EXTRACTED TEXT: Begin
The stakes are high for protesters engaged in disruptive tactics, as governments around the world target them with increasingly punitive legislation. Last month in the UK, Just Stop Oil activist Jan Goodey was sentenced to six months in prison for causing disruption on a major London motorway. Earlier this month in Australia, climate protester Deanna “Violet” Coco was sentenced to 15 months in jail for blocking a lane of traffic on the Sydney Harbour Bridge for 28 minutes. 

Malm says this response is to be expected. ‘That’s what always happens when you escalate. As soon as you pose a danger to the system, this is what you’ll get in return,’ he says. “And that’s a sign that you’re doing something good, that you are actually challenging some interests.’”

The talk of violence and sabotage hasn’t just been from the radical wings of activism. In 2021, The New Yorker, an outlet hardly considered out of the mainstream of polite society, asked “Should the Climate Movement Embrace Sabotage?”
EXTRACTED TEXT: End
DATA LISTING: Begin
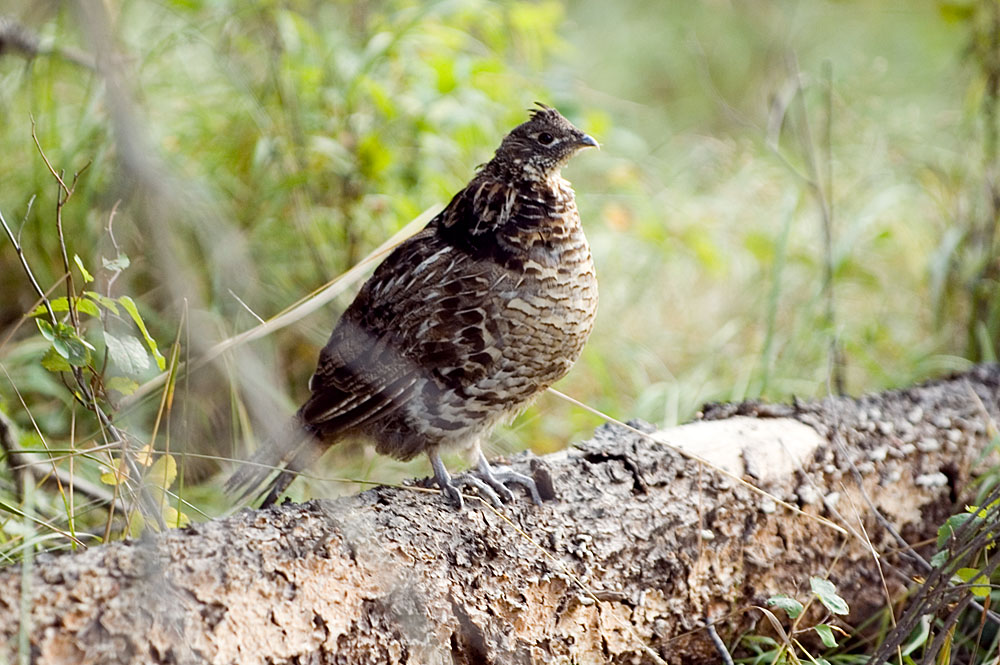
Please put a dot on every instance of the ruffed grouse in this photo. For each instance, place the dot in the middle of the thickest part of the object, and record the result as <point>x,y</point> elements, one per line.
<point>462,326</point>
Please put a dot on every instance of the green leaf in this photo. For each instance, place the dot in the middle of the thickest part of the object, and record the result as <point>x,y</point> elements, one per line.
<point>66,342</point>
<point>107,303</point>
<point>951,525</point>
<point>44,327</point>
<point>127,353</point>
<point>133,311</point>
<point>121,262</point>
<point>163,472</point>
<point>174,518</point>
<point>825,633</point>
<point>792,607</point>
<point>827,594</point>
<point>979,584</point>
<point>122,384</point>
<point>54,362</point>
<point>87,277</point>
<point>62,305</point>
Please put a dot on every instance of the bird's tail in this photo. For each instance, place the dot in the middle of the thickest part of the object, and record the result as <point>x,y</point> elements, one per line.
<point>295,449</point>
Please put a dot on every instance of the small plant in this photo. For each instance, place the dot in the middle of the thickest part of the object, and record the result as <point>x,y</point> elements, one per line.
<point>788,647</point>
<point>99,347</point>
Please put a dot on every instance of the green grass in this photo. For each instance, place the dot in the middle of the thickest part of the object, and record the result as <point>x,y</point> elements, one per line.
<point>277,144</point>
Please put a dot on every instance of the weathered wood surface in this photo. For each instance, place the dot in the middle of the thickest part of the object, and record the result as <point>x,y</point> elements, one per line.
<point>639,546</point>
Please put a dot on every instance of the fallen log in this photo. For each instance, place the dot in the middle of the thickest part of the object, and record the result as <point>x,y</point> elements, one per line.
<point>641,546</point>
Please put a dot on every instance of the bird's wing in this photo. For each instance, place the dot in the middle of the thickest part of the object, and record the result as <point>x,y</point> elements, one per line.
<point>428,313</point>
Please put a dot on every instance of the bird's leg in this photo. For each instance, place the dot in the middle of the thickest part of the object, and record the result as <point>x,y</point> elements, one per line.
<point>449,487</point>
<point>496,478</point>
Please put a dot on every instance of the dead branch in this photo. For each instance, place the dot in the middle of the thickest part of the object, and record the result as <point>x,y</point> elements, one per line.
<point>642,545</point>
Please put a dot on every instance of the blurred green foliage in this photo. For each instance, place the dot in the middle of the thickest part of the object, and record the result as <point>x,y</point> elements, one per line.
<point>245,153</point>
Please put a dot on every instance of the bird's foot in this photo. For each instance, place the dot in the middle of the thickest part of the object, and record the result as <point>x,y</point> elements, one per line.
<point>490,482</point>
<point>498,478</point>
<point>450,486</point>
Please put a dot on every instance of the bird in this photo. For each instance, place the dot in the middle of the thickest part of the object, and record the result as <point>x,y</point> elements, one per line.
<point>460,328</point>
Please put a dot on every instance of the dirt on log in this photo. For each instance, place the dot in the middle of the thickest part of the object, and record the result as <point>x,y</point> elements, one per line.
<point>640,546</point>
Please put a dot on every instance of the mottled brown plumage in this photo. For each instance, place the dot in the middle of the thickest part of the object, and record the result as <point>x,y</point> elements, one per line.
<point>462,325</point>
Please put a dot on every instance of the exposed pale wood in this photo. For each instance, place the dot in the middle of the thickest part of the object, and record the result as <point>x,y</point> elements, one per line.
<point>657,540</point>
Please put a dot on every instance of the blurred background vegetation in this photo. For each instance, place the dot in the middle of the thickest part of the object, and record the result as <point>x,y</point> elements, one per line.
<point>792,198</point>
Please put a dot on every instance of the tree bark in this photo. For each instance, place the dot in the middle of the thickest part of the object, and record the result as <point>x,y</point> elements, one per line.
<point>640,546</point>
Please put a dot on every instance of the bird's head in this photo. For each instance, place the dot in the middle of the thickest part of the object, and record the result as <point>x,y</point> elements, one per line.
<point>540,147</point>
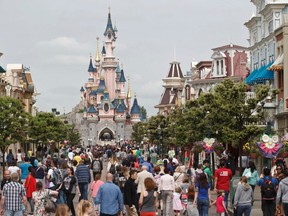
DATA LISTING: End
▸ PROBLEMS TO WORK ON
1. In the climate protest text, why does Malm say the harsh response to protesters is to be expected? Answer in one to three sentences.
2. Carry on the climate protest text from its last sentence.

▸ LIST OF ANSWERS
1. Malm says it is what always happens when protesters escalate. As soon as they pose a danger to the system, that response is what they get in return. He also takes it as a sign that they are doing something good and actually challenging some interests.

2.
Read More: English Global Warming Radicals Come To America

The young face of climate change activism, Greta Thunberg, has recently embraced radicalism. She joined crowds of activists who “marched on the hamlet of Lützerath in western Germany, waving banners, chanting and accompanied by a brass band, but there were also violent clashes with police.

Thunberg marched at the front of the procession as demonstrators converged on the village, showing support for activists occupying it in protest over the coalmine extension.

Local media reported stones being thrown at police. One demonstrator was seen with a head injury, as ambulance sirens sounded near the protest site,” The Guardian reported.

Thunberg recently outed herself as a hardcore leftist. In discussing her new book, Unherd wrote, “Previously, she’d sold herself as a five-foot human alarm bell, a climate Cassandra. Her role was to warn, not to instruct: her most viral moments involved her scolding political leaders, not trying to supplant them. She strenuously avoided programmatic detail, saying such things were “nothing to do with me”. But now, on stage and in this book, she has found her political feet, specifically the Left-wing ideology of anti-capitalism and de-growth.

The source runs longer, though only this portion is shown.